* PROBLEM TO WORK ON:
A single number is the answer here: the count of lines in the data below that include the word "brown".

[Opening INPUT FOR THIS TASK section]

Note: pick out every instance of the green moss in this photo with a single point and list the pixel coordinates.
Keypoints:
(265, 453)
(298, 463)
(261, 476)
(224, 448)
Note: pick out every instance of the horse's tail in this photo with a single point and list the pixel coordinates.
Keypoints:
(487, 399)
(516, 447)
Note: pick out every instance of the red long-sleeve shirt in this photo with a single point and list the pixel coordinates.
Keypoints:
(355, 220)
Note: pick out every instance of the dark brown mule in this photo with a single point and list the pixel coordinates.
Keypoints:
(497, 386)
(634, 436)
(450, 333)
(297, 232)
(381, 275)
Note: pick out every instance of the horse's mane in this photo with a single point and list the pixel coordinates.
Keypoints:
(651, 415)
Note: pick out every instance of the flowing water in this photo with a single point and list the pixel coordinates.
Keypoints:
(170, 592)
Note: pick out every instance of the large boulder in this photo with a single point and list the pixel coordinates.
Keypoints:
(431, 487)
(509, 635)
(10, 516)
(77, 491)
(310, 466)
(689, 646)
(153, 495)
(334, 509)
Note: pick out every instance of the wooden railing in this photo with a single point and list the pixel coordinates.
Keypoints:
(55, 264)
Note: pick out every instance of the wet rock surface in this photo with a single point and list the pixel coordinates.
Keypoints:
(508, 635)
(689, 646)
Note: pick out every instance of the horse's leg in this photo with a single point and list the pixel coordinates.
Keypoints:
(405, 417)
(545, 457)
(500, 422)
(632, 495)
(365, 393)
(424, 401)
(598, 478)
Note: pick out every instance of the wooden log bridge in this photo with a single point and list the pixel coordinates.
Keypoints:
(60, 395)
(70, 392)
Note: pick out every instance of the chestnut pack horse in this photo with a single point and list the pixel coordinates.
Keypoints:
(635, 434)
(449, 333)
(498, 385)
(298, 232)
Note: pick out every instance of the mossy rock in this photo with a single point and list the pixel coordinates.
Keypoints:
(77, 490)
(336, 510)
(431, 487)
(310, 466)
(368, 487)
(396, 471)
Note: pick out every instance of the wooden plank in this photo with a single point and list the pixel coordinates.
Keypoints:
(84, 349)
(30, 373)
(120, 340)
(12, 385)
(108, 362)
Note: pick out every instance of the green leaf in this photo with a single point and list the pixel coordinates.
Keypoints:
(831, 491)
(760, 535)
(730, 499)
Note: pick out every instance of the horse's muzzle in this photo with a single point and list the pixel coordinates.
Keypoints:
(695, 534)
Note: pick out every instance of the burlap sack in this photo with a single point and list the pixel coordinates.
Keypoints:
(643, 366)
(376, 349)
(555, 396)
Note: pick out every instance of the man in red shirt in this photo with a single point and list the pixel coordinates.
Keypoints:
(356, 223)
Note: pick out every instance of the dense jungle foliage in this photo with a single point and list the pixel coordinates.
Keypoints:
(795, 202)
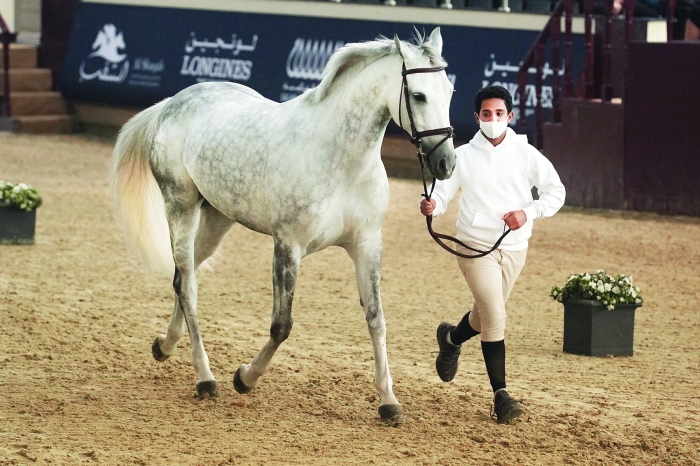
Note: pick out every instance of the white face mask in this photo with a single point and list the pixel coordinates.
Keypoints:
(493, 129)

[Closing INPUT FOR THIS TASK section]
[Opening INPUT FOR THIS TASK section]

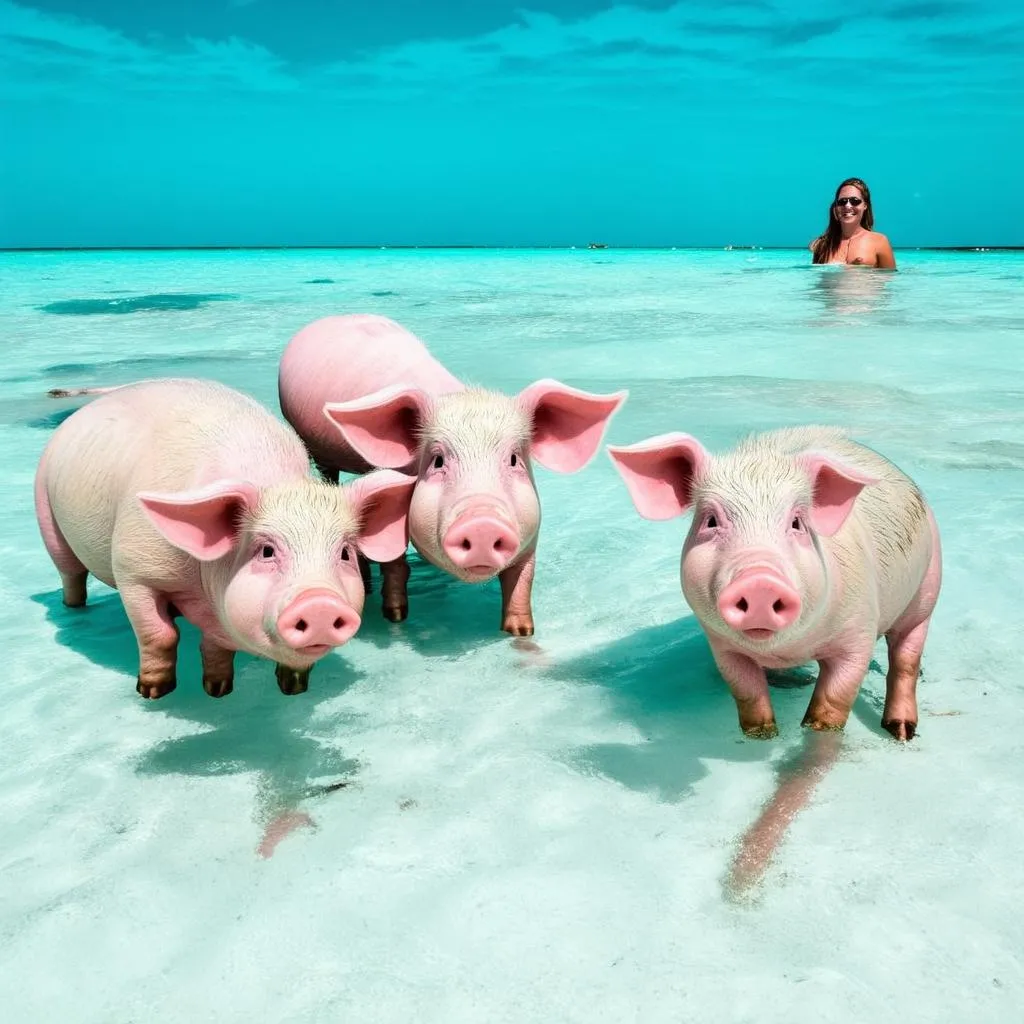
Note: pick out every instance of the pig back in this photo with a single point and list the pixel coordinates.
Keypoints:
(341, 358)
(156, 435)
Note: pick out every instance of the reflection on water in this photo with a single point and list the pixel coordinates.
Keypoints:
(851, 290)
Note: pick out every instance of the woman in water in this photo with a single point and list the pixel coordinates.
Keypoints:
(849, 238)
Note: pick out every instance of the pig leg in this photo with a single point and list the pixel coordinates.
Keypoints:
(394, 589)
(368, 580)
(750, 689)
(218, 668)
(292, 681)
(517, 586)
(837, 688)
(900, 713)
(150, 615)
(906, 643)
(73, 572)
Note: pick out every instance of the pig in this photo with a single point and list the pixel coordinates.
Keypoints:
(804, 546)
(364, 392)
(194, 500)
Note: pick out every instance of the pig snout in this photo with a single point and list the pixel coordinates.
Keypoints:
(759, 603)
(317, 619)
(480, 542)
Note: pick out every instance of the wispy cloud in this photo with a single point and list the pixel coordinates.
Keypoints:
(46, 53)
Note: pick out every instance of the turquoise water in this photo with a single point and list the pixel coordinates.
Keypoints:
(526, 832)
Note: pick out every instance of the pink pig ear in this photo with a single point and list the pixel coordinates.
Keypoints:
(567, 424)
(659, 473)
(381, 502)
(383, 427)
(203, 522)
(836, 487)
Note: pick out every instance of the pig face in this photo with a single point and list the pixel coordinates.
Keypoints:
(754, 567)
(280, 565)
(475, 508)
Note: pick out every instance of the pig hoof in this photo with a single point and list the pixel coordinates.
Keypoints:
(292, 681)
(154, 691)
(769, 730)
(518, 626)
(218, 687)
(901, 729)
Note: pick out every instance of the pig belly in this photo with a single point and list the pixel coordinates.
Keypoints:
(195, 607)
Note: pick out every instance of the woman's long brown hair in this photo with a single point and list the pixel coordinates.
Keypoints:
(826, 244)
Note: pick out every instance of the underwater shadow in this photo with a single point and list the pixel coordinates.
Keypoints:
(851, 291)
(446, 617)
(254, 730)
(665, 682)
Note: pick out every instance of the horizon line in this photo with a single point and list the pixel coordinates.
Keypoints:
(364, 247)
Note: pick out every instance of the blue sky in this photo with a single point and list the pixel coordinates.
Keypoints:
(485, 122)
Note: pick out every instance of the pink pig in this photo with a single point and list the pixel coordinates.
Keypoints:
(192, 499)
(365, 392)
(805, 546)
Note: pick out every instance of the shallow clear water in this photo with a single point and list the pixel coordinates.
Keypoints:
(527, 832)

[Closing INPUT FOR THIS TASK section]

* RESPONSE:
2